*Required task 1*:
List every component that the passage about Intel XScale below says the PXA250 chip integrates.
*Required task 2*:
Transcribe the passage about Intel XScale word for word, everything from "1 Introduction" down to "general I/O ports.".

*Selected passage*:
** Start **

Abstract: Briefly introduce the characteristics of Intel XScale and the difference with Intel StrongARM; focus on the structure, function and interface characteristics of PXA250 processor and PCM-7210 single board computer.
Keywords: XScale ARM core PXA250 PCM-7210

1 Introduction
　　Intel XScale microarchitecture provides a new, cost-effective, low-power solution based on ARMv5TE architecture, supporting 16-bit Thumb instructions and DSP expansion. Microprocessors developed based on XScale technology can be used in mobile phones, portable terminals (PDAs), network storage devices, backbone network (BackBone) routers, etc. The Intel PXA250 microprocessor chip is a highly integrated application processor that integrates a 32-bit Intel XScale processor core, multiple communication channels, LCD controller, enhanced storage controller and PCMCIA/CF controller, and general I/O ports.

** End **

[A block of data]
** Start **

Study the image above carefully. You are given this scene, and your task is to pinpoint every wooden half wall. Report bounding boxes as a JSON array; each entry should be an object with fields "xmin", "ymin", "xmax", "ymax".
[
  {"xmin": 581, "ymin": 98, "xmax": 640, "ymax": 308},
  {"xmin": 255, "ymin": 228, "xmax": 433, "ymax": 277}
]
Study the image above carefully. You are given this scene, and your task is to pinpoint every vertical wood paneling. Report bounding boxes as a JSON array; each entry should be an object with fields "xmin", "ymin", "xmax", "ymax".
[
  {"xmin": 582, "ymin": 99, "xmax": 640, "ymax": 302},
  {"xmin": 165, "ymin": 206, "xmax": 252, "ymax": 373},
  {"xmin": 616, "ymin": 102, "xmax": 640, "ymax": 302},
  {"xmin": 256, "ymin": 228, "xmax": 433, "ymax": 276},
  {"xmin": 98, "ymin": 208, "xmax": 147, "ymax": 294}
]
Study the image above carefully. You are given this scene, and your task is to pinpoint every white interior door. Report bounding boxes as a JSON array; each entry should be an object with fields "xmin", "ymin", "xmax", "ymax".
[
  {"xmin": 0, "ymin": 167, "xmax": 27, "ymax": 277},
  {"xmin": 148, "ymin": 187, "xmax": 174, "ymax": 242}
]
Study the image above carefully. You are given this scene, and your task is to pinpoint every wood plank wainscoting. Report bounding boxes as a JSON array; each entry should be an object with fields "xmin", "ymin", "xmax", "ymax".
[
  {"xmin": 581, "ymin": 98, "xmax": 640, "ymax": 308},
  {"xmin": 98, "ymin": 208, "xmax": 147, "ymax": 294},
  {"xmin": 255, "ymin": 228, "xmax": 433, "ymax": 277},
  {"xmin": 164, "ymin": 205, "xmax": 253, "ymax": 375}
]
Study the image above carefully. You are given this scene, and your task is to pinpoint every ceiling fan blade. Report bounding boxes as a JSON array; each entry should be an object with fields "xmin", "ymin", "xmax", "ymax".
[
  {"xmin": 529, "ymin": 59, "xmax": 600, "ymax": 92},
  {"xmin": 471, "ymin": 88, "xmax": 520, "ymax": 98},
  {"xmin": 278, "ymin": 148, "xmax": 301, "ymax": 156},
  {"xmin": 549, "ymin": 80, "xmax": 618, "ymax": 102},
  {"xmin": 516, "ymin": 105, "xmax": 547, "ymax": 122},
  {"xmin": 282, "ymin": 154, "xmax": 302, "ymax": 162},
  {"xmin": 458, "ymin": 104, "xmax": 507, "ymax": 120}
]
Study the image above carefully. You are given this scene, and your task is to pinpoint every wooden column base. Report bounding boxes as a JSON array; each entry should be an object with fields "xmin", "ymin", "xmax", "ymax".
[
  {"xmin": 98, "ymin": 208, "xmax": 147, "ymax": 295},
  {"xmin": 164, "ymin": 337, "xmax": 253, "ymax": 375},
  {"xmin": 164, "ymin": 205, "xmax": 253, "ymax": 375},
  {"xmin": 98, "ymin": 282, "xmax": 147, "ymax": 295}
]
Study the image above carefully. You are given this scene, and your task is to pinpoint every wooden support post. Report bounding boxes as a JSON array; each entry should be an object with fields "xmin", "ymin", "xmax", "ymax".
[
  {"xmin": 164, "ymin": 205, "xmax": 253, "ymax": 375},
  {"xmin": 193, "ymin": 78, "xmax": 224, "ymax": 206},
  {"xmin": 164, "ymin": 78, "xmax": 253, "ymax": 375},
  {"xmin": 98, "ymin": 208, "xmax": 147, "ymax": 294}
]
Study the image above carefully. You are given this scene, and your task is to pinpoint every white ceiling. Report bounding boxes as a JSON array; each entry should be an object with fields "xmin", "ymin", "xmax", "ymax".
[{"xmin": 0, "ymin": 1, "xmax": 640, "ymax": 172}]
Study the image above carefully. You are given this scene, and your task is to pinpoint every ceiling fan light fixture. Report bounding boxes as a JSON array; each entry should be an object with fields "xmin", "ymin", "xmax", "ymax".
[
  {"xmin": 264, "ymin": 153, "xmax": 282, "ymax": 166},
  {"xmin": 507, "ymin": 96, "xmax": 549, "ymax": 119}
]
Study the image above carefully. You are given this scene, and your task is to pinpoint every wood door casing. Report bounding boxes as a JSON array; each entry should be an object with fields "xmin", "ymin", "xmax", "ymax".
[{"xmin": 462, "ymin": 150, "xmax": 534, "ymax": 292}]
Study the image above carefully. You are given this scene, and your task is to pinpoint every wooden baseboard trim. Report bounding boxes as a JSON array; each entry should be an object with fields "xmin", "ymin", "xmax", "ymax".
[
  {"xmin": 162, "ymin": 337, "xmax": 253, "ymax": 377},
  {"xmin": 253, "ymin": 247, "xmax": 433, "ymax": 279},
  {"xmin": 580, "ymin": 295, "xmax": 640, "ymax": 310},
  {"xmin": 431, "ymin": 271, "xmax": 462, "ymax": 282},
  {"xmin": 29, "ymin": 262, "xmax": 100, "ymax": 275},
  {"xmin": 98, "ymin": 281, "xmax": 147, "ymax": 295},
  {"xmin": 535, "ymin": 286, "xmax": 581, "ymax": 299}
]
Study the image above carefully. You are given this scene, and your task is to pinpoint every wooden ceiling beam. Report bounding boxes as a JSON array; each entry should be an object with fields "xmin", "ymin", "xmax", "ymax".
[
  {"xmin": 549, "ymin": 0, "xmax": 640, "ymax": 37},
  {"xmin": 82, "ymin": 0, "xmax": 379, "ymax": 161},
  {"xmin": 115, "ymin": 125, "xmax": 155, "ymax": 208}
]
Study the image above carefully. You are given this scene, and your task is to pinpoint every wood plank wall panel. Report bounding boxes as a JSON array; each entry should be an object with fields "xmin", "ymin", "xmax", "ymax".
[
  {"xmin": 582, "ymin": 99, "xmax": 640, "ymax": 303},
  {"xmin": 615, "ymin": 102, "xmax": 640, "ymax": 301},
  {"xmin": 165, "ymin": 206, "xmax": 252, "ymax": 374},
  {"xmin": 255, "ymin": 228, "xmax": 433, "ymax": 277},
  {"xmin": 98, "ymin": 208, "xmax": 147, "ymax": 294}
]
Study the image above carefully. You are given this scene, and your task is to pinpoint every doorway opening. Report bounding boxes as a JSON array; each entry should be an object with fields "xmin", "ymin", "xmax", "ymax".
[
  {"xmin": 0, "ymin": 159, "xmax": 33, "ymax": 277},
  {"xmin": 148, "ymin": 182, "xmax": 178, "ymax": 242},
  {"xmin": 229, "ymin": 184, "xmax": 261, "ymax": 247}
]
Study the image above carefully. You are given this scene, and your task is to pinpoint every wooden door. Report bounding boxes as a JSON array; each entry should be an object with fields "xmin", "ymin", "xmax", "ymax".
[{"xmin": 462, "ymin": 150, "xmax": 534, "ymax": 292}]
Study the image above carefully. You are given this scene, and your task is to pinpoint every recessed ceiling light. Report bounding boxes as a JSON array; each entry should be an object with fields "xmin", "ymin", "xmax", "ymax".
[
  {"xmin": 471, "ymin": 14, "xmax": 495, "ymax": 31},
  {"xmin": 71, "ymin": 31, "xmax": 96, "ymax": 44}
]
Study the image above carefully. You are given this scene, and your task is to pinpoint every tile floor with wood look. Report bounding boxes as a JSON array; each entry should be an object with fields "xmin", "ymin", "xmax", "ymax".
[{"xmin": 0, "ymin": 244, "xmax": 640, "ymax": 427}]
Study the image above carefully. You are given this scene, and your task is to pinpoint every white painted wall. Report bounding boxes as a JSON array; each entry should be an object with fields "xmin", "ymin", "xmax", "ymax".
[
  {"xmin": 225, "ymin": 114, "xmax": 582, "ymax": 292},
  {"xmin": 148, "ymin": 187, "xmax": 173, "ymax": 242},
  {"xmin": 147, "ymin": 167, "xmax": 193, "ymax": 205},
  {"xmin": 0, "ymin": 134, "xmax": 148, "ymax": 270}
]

** End **

*Exercise response 1*:
- a 32-bit Intel XScale processor core
- multiple communication channels
- LCD controller
- enhanced storage controller
- PCMCIA/CF controller
- general I/O ports

*Exercise response 2*:
1 Introduction
　　Intel XScale microarchitecture provides a new, cost-effective, low-power solution based on ARMv5TE architecture, supporting 16-bit Thumb instructions and DSP expansion. Microprocessors developed based on XScale technology can be used in mobile phones, portable terminals (PDAs), network storage devices, backbone network (BackBone) routers, etc. The Intel PXA250 microprocessor chip is a highly integrated application processor that integrates a 32-bit Intel XScale processor core, multiple communication channels, LCD controller, enhanced storage controller and PCMCIA/CF controller, and general I/O ports.